* [REQUIRED TASK] Rewrite every line of the entries below, requests included, scaling each coordinate in the answer points by 2.45 and rounding the result to a whole number, with halves rounded up. Keep the numbers in the requests and their sample points unchanged.

* [RECORDS TO USE]
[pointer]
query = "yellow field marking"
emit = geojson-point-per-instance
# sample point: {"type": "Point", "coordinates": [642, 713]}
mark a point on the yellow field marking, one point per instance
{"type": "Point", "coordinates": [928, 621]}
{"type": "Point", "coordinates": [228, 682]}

* [RESULT]
[pointer]
query = "yellow field marking"
emit = geojson-point-per-instance
# sample point: {"type": "Point", "coordinates": [642, 713]}
mark a point on the yellow field marking, one point per instance
{"type": "Point", "coordinates": [2274, 1521]}
{"type": "Point", "coordinates": [559, 1671]}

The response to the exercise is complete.